(Saved data entries)
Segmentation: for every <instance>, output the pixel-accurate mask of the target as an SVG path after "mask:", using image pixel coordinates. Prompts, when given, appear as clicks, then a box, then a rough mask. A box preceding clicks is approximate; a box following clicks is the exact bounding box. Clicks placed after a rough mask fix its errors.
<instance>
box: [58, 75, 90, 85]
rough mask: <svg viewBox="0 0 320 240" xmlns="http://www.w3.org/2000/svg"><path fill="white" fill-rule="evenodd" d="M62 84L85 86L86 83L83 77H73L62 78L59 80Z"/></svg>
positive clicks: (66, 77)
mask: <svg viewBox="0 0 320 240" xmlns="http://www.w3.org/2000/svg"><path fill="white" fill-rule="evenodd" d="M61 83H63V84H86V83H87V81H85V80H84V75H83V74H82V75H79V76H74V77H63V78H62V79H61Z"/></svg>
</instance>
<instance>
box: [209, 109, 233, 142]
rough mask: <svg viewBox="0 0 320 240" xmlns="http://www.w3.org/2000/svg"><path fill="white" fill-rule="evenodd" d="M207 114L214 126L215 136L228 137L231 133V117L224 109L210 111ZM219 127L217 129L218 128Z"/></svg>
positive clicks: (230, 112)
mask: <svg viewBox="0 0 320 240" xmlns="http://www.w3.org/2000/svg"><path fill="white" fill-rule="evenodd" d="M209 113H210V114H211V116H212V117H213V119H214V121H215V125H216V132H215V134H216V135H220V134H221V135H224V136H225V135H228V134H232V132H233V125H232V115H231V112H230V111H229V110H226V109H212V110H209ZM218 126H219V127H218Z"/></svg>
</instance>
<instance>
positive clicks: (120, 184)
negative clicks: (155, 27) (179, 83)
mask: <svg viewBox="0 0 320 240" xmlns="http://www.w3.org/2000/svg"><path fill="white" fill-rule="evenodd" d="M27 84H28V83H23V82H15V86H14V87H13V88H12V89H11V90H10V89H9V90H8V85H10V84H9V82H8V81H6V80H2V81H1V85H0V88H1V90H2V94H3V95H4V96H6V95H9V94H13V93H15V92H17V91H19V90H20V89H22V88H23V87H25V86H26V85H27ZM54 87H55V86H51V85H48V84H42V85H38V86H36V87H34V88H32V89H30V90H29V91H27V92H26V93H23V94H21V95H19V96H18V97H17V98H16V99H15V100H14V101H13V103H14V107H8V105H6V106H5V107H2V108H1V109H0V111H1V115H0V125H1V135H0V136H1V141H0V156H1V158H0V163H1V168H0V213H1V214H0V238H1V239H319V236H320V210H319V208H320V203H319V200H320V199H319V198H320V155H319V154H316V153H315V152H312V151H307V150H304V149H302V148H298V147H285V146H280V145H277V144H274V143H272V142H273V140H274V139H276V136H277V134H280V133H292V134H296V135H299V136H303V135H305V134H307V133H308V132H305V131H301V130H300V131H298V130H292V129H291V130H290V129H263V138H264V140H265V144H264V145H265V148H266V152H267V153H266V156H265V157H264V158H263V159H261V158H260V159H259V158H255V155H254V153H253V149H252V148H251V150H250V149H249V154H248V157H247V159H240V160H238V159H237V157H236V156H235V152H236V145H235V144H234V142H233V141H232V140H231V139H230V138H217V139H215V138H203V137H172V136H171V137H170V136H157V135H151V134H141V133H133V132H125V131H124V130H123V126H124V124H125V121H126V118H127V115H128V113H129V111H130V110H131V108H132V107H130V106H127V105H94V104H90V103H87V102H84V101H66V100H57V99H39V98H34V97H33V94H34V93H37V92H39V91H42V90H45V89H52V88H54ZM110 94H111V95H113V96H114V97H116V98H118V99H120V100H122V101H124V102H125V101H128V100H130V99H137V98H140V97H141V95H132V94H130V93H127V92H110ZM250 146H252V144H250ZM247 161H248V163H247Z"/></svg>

## Problem description
Copy out every row above word for word, changing nothing.

## Your response
Segmentation: for every <instance>, output the pixel-accurate mask of the target as an SVG path after "mask:", using image pixel coordinates. Prompts, when given, appear as clicks, then a box, then a rough mask. A box preceding clicks is approximate; a box following clicks is the exact bounding box. Clicks placed after a rough mask fix its errors.
<instance>
box: [58, 75, 90, 85]
rough mask: <svg viewBox="0 0 320 240" xmlns="http://www.w3.org/2000/svg"><path fill="white" fill-rule="evenodd" d="M62 84L85 86L86 83L83 77H73L62 78L59 80Z"/></svg>
positive clicks: (66, 77)
mask: <svg viewBox="0 0 320 240" xmlns="http://www.w3.org/2000/svg"><path fill="white" fill-rule="evenodd" d="M61 83H63V84H86V83H87V81H85V80H84V75H83V74H82V75H79V76H74V77H63V78H62V79H61Z"/></svg>
</instance>
<instance>
box: [209, 109, 233, 142]
rough mask: <svg viewBox="0 0 320 240" xmlns="http://www.w3.org/2000/svg"><path fill="white" fill-rule="evenodd" d="M207 114L214 126L215 136L228 137L231 133V117L224 109L210 111ZM219 127L217 129L218 128Z"/></svg>
positive clicks: (230, 112)
mask: <svg viewBox="0 0 320 240" xmlns="http://www.w3.org/2000/svg"><path fill="white" fill-rule="evenodd" d="M209 113H210V114H211V116H212V117H213V119H214V121H215V125H216V132H215V134H216V135H220V134H221V135H224V136H225V135H228V134H232V132H233V125H232V115H231V112H230V111H229V110H226V109H212V110H209ZM218 126H219V127H218Z"/></svg>
</instance>
<instance>
positive clicks: (120, 184)
negative clicks: (155, 27) (179, 83)
mask: <svg viewBox="0 0 320 240" xmlns="http://www.w3.org/2000/svg"><path fill="white" fill-rule="evenodd" d="M27 84H28V83H23V82H15V86H14V87H13V88H12V89H11V90H10V89H9V90H8V85H10V84H9V82H8V81H6V80H2V81H1V85H0V88H1V90H2V94H3V95H4V96H6V95H9V94H13V93H15V92H17V91H19V90H20V89H22V88H23V87H25V86H26V85H27ZM54 87H55V86H51V85H48V84H42V85H38V86H36V87H34V88H32V89H30V90H29V91H27V92H26V93H23V94H21V95H19V96H18V97H17V98H16V99H15V100H14V101H13V103H14V107H8V105H6V106H5V107H2V108H1V109H0V111H1V115H0V125H1V135H0V136H1V141H0V156H1V158H0V163H1V168H0V213H1V214H0V238H1V239H319V236H320V210H319V208H320V203H319V200H320V199H319V198H320V155H319V154H316V153H315V152H312V151H307V150H304V149H302V148H298V147H285V146H280V145H277V144H274V143H272V142H273V140H274V139H276V136H277V134H280V133H292V134H296V135H299V136H303V135H305V134H307V133H308V132H305V131H301V130H300V131H298V130H292V129H291V130H290V129H263V138H264V140H265V144H264V145H265V148H266V152H267V153H266V156H265V157H264V158H263V159H261V158H260V159H259V158H255V155H254V153H253V149H252V148H251V150H250V149H249V154H248V157H247V159H240V160H238V159H237V157H236V156H235V152H236V145H235V144H234V142H233V141H232V140H231V139H230V138H217V139H215V138H203V137H172V136H171V137H170V136H157V135H151V134H141V133H133V132H125V131H124V130H123V126H124V124H125V121H126V118H127V115H128V113H129V111H130V110H131V108H132V107H130V106H127V105H94V104H90V103H87V102H84V101H66V100H57V99H39V98H34V97H33V94H34V93H37V92H39V91H42V90H45V89H52V88H54ZM110 94H111V95H113V96H114V97H116V98H118V99H120V100H122V101H124V102H125V101H128V100H130V99H137V98H140V97H141V95H132V94H130V93H127V92H110ZM250 146H252V144H250ZM247 161H248V163H247Z"/></svg>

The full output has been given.